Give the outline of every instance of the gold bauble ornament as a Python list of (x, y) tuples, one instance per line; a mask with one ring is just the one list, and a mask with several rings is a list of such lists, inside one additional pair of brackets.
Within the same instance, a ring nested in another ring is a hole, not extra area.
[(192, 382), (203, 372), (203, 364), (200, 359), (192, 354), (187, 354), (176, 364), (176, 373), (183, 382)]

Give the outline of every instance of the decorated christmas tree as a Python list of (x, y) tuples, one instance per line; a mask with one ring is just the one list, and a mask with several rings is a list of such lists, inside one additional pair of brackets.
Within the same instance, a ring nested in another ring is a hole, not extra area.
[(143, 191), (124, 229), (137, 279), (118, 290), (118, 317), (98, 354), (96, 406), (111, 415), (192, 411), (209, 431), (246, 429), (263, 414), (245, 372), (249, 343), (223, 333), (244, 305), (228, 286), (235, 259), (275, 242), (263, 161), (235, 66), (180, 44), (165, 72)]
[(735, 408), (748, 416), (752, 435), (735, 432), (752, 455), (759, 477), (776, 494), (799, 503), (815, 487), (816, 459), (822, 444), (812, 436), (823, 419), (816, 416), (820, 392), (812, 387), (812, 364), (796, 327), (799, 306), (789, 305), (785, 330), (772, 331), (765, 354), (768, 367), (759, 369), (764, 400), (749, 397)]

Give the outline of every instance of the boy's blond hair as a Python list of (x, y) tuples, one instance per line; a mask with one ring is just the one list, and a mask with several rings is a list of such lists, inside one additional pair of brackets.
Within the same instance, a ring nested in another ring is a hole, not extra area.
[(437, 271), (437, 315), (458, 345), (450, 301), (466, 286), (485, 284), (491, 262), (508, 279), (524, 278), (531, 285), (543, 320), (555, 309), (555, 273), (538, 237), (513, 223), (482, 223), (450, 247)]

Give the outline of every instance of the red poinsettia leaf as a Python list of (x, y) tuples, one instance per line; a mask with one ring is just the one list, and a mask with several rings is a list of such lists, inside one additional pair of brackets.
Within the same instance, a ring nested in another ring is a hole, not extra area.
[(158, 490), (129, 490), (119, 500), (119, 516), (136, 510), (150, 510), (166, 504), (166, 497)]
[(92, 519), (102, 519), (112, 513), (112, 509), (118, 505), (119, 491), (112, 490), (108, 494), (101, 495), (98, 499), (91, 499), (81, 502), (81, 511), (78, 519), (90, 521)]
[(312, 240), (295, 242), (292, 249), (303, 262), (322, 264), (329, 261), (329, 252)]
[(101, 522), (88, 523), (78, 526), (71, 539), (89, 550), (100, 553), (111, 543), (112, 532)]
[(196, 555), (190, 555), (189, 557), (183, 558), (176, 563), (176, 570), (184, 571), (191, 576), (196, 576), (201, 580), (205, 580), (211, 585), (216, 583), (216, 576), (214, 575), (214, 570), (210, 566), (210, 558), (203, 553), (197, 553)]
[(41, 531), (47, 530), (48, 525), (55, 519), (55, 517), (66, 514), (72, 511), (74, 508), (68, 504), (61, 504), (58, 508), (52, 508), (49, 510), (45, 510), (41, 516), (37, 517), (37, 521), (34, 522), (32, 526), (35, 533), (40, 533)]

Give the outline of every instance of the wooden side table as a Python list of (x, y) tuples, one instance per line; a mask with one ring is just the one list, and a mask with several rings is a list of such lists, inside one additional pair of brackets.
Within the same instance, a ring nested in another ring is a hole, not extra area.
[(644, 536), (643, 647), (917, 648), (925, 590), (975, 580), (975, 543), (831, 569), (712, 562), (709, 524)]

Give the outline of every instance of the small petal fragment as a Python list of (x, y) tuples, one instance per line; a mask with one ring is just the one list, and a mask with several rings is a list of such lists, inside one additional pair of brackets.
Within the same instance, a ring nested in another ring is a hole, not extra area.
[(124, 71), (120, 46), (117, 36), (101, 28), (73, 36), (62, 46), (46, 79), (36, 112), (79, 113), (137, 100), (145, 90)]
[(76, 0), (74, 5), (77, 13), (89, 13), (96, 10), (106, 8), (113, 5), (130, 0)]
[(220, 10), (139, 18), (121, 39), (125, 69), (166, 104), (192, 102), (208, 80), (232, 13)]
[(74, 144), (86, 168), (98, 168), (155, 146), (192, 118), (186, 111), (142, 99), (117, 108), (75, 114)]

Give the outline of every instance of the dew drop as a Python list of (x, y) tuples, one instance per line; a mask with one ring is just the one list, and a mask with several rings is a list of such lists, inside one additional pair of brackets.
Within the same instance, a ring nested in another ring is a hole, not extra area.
----
▶ [What the task requires]
Reproduce every line of the listing above, character for character.

▶ [Response to this task]
Give the outline of every instance of the gold bauble ornament as a Python list of (x, y) tuples, one instance per line; a mask with one ring is just the one list, and a mask with several rings is a list of such lists, inside one additional pair of brackets.
Within the same instance, a ring nested in another ring is a hole, not extra area.
[(192, 382), (203, 372), (203, 364), (200, 359), (192, 354), (187, 354), (176, 364), (176, 373), (183, 382)]

Give the outline of every instance of the decorated christmas tree as a Python list of (x, y) tuples, one instance per line; a mask with one ring is just the one list, and a mask with several rings is a list of such lists, inside one additional pair of brackets.
Within the same instance, a ring nested in another ring is a hole, not extra area.
[(143, 191), (124, 229), (137, 279), (118, 290), (118, 317), (98, 354), (96, 406), (111, 415), (192, 411), (209, 431), (246, 429), (263, 414), (245, 372), (249, 343), (223, 333), (244, 305), (228, 286), (235, 259), (275, 242), (263, 161), (235, 66), (180, 44), (165, 72)]
[(735, 408), (748, 416), (752, 435), (735, 432), (752, 455), (759, 477), (776, 494), (799, 503), (815, 487), (816, 459), (822, 444), (812, 436), (823, 419), (816, 416), (820, 392), (812, 387), (812, 364), (796, 327), (799, 306), (789, 305), (785, 330), (772, 331), (765, 354), (768, 367), (759, 369), (764, 400), (749, 397)]

Give the outline of every instance of the boy's blond hair as a Python list of (x, y) tuples, one instance per line; a mask with one ring is just the one list, and a mask with several rings is a list of such lists, inside one additional pair of brackets.
Within the same instance, a ring nested in another ring is a hole, not extra area.
[(437, 271), (437, 315), (458, 345), (450, 301), (466, 286), (485, 284), (491, 262), (508, 279), (524, 278), (531, 285), (543, 320), (555, 309), (555, 273), (538, 237), (513, 223), (482, 223), (450, 247)]

Give the outline of every instance of the red poinsettia leaf as a Python list of (x, y) tuples, one instance per line; a mask with one ring is just the one list, and a mask with several rings is a list of such lists, inside one additional pair of brackets.
Within the same instance, a ring nested in another ring is a hole, not extra area.
[(158, 490), (129, 490), (119, 500), (119, 516), (136, 510), (150, 510), (166, 504), (166, 497)]
[(92, 519), (102, 519), (112, 513), (112, 509), (118, 505), (119, 491), (112, 490), (108, 494), (101, 495), (98, 499), (91, 499), (81, 502), (81, 511), (78, 519), (90, 521)]
[(312, 240), (295, 242), (292, 249), (303, 262), (322, 264), (329, 261), (329, 252)]
[(101, 522), (88, 523), (78, 526), (71, 539), (89, 550), (100, 553), (111, 543), (112, 532)]
[(196, 555), (190, 555), (189, 557), (183, 558), (176, 563), (176, 570), (184, 571), (191, 576), (196, 576), (201, 580), (205, 580), (211, 585), (216, 583), (216, 576), (214, 575), (214, 570), (210, 566), (210, 558), (203, 553), (197, 553)]
[(41, 531), (47, 530), (48, 525), (55, 519), (55, 517), (66, 514), (72, 511), (74, 508), (68, 504), (61, 504), (58, 508), (52, 508), (49, 510), (45, 510), (41, 516), (37, 517), (37, 521), (34, 522), (32, 526), (35, 533), (40, 533)]

Give the outline of every instance of the wooden side table as a Python list of (x, y) tuples, one instance per line; a mask with one ring is just the one list, and a mask with several rings is a list of such lists, inside one additional pair of brackets.
Within the same instance, a ring nested in another ring is a hole, not extra area.
[(644, 536), (643, 647), (917, 648), (925, 590), (975, 580), (975, 543), (831, 569), (712, 562), (709, 524)]

Give the outline of every instance of the small petal fragment as a Python list of (x, y) tuples, one instance per line; a mask with one ring is just the one list, and a mask with several rings is a list of such lists, inside one additional pair of brackets.
Within the same instance, a ring nested in another ring is a hole, not extra area.
[(124, 71), (120, 46), (117, 36), (101, 28), (73, 36), (62, 46), (46, 79), (36, 112), (79, 113), (137, 100), (145, 90)]
[(76, 0), (74, 5), (77, 13), (89, 13), (96, 10), (106, 8), (113, 5), (130, 0)]
[(220, 10), (139, 18), (121, 39), (125, 69), (166, 104), (192, 102), (208, 80), (232, 13)]
[(74, 144), (86, 168), (98, 168), (155, 146), (192, 118), (186, 111), (142, 99), (117, 108), (75, 114)]

Give the outline of every instance of the dew drop as a Python list of (x, y) tuples, one instance per line; a mask with one ring is just the one list, and a mask with several rings is a list of such lists, inside one additional pair of brackets.
Within the same instance, a ring nested in another ring is a hole, not extra area.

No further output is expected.